> _Supplied data_:

________________

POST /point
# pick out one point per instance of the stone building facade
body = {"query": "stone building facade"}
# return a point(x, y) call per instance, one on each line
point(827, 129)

________________

> _Problem to solve_:
Swap "facade" for "wall" everywhere it occurs in the listing above, then write out the listing again with every other character left as it is.

> _Response_:
POST /point
# pick out one point per instance of the stone building wall
body = {"query": "stone building wall"}
# return a point(x, y) call per instance, one on each line
point(827, 129)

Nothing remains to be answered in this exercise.